■ Exercise goal ■
Please give every line of the records below as a numbered list, skipping blank lines and leaving out the pictures.

■ Listed records ■
begin
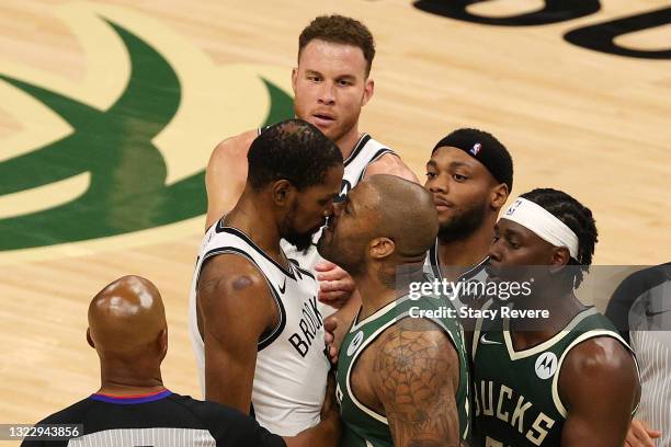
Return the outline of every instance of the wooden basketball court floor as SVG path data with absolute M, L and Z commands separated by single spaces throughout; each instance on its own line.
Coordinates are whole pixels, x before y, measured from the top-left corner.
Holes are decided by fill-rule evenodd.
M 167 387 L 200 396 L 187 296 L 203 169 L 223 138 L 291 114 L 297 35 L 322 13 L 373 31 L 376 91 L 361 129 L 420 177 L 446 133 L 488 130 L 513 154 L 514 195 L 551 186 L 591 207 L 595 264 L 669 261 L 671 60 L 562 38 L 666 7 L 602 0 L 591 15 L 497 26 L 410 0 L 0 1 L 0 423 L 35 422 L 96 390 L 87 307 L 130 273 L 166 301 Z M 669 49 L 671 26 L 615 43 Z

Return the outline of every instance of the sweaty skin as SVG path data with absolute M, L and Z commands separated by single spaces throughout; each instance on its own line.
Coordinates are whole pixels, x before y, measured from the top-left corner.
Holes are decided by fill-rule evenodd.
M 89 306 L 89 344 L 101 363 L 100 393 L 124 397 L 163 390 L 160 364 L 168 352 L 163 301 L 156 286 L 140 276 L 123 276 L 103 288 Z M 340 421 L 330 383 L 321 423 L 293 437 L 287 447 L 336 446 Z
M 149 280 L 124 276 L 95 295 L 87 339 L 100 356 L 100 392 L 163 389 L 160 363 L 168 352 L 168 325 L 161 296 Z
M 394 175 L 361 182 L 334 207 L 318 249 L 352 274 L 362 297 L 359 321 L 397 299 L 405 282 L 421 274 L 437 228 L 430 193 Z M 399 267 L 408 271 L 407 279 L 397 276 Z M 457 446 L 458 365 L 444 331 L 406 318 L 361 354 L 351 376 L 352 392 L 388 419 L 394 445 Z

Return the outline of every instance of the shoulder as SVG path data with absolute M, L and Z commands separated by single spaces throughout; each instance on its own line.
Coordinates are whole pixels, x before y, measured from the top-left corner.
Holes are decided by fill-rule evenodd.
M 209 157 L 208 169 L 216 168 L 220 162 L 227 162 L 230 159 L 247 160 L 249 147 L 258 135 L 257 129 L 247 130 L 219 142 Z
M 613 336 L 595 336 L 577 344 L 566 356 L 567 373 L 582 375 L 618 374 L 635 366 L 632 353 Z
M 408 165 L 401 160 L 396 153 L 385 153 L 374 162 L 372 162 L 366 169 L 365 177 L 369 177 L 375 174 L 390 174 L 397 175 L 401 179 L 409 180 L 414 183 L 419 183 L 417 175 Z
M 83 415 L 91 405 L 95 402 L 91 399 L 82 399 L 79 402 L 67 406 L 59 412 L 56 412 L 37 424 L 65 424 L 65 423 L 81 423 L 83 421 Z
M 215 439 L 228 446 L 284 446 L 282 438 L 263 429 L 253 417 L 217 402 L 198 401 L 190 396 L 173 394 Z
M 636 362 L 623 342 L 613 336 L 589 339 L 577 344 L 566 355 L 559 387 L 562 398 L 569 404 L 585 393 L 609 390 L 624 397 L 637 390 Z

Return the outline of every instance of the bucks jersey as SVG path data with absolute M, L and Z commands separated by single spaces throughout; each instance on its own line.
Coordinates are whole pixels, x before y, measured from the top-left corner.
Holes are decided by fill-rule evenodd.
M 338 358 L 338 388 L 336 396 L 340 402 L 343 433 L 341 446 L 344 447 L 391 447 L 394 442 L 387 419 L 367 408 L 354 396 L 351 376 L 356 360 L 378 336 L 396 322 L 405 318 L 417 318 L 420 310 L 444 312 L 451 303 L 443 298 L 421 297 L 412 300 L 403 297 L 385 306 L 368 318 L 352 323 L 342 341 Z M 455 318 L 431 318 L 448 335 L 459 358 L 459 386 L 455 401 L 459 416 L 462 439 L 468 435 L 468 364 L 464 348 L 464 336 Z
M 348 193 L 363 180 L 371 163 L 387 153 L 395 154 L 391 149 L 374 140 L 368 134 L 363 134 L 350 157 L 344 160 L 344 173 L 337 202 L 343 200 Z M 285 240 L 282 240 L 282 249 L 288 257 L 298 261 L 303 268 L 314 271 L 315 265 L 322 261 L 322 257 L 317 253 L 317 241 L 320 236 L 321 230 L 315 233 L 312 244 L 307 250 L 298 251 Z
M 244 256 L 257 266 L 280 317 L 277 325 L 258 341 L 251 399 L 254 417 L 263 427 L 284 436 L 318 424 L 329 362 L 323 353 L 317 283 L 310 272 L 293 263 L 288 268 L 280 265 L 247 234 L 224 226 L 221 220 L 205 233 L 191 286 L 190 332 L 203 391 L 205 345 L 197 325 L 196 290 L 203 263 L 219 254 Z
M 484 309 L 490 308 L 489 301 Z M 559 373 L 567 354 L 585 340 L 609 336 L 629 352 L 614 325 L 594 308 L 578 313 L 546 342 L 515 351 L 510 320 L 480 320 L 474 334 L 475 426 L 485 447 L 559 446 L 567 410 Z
end
■ The solution ■
1. Return the outline of every instance of the wooden basketball court floor as SVG path data with absolute M, L and Z commands separated by single spaces throughout; each instance on its own line.
2. Coordinates are whole pixels, x before y, measured from the top-left corner.
3. Holes are decided by fill-rule evenodd.
4. M 167 387 L 200 396 L 187 296 L 203 169 L 223 138 L 291 114 L 297 35 L 322 13 L 373 31 L 376 91 L 361 129 L 420 177 L 446 133 L 488 130 L 513 154 L 514 195 L 551 186 L 591 207 L 595 264 L 669 261 L 671 60 L 562 38 L 666 7 L 602 0 L 591 15 L 497 26 L 410 0 L 0 1 L 0 423 L 35 422 L 96 390 L 87 307 L 130 273 L 166 301 Z M 669 49 L 671 26 L 615 43 Z
5. Return the outline of every instance of the sweaty skin as SVG path data with absolute M, L and Z commands separated by single spaces throughout; each instance on its own line.
6. Coordinates are whole pixels, x before y, measured from the top-left corner.
7. Holes are decided by fill-rule evenodd.
8. M 89 306 L 89 344 L 101 363 L 100 393 L 124 397 L 163 390 L 160 364 L 168 352 L 163 301 L 156 286 L 140 276 L 123 276 L 103 288 Z M 340 421 L 330 383 L 321 423 L 293 437 L 287 447 L 336 446 Z
9. M 149 280 L 124 276 L 95 295 L 87 339 L 100 356 L 100 392 L 163 389 L 160 363 L 168 352 L 168 325 L 161 296 Z
10. M 394 175 L 361 182 L 334 207 L 318 249 L 352 274 L 362 297 L 359 321 L 397 299 L 405 282 L 421 274 L 437 228 L 430 193 Z M 399 267 L 408 271 L 407 279 L 397 276 Z M 457 446 L 458 365 L 444 331 L 406 318 L 361 354 L 351 376 L 352 392 L 388 419 L 394 445 Z
11. Return the outline of every instance of the shoulder as SVG path data with absolute M, L and Z commands separated by single spaces throughout; each instance on its own line.
12. Coordinates are whole pixels, x before y, measured from the top-left corner.
13. Holes are decided by fill-rule evenodd.
14. M 209 157 L 208 169 L 216 168 L 220 162 L 227 162 L 230 159 L 247 160 L 249 147 L 258 135 L 257 129 L 247 130 L 219 142 Z
15. M 613 336 L 595 336 L 577 344 L 566 356 L 567 373 L 582 375 L 618 374 L 635 366 L 632 353 Z
16. M 408 165 L 401 160 L 396 153 L 385 153 L 374 162 L 372 162 L 366 169 L 365 177 L 369 177 L 375 174 L 390 174 L 397 175 L 401 179 L 409 180 L 414 183 L 419 183 L 417 175 Z
17. M 83 415 L 91 405 L 95 402 L 91 399 L 82 399 L 79 402 L 67 406 L 59 412 L 56 412 L 37 424 L 65 424 L 65 423 L 81 423 L 83 421 Z
18. M 215 439 L 228 446 L 284 446 L 282 438 L 263 429 L 253 417 L 217 402 L 198 401 L 190 396 L 173 394 Z
19. M 636 362 L 623 342 L 613 336 L 589 339 L 577 344 L 566 355 L 559 387 L 562 398 L 569 404 L 585 393 L 609 390 L 624 397 L 637 390 Z
20. Return the outline of every instance of the bucks jersey as SVG path data with absolute M, L and Z commands separated by single spaces throughout; each instance on its own line.
21. Coordinates are whole pixels, x before y, measured from the top-left corner.
22. Holes are decided by fill-rule evenodd.
23. M 338 358 L 338 388 L 336 396 L 340 402 L 343 433 L 341 446 L 344 447 L 391 447 L 394 442 L 387 419 L 367 408 L 354 396 L 351 376 L 356 360 L 378 336 L 396 322 L 405 318 L 417 318 L 420 310 L 444 312 L 451 303 L 443 298 L 421 297 L 412 300 L 403 297 L 385 306 L 368 318 L 352 323 L 342 341 Z M 455 318 L 431 318 L 448 335 L 459 358 L 459 386 L 455 401 L 459 416 L 462 439 L 468 435 L 468 364 L 464 348 L 464 336 Z
24. M 348 193 L 363 180 L 371 163 L 387 153 L 395 154 L 391 149 L 374 140 L 368 134 L 363 134 L 350 157 L 344 160 L 344 173 L 337 202 L 343 200 Z M 285 240 L 282 240 L 282 249 L 288 257 L 298 261 L 303 268 L 314 271 L 315 265 L 322 261 L 322 257 L 317 253 L 317 241 L 320 236 L 321 230 L 315 233 L 312 244 L 307 250 L 298 251 Z
25. M 244 256 L 257 266 L 280 317 L 277 325 L 258 341 L 251 399 L 254 417 L 263 427 L 284 436 L 318 424 L 329 362 L 323 353 L 317 283 L 310 272 L 293 263 L 288 268 L 280 265 L 247 234 L 224 226 L 221 220 L 205 233 L 191 286 L 190 332 L 203 391 L 205 345 L 197 325 L 196 290 L 203 263 L 219 254 Z
26. M 484 309 L 490 308 L 489 301 Z M 559 373 L 567 354 L 585 340 L 609 336 L 629 352 L 614 325 L 594 308 L 578 313 L 546 342 L 515 351 L 510 320 L 480 320 L 474 334 L 475 426 L 485 447 L 559 446 L 567 410 Z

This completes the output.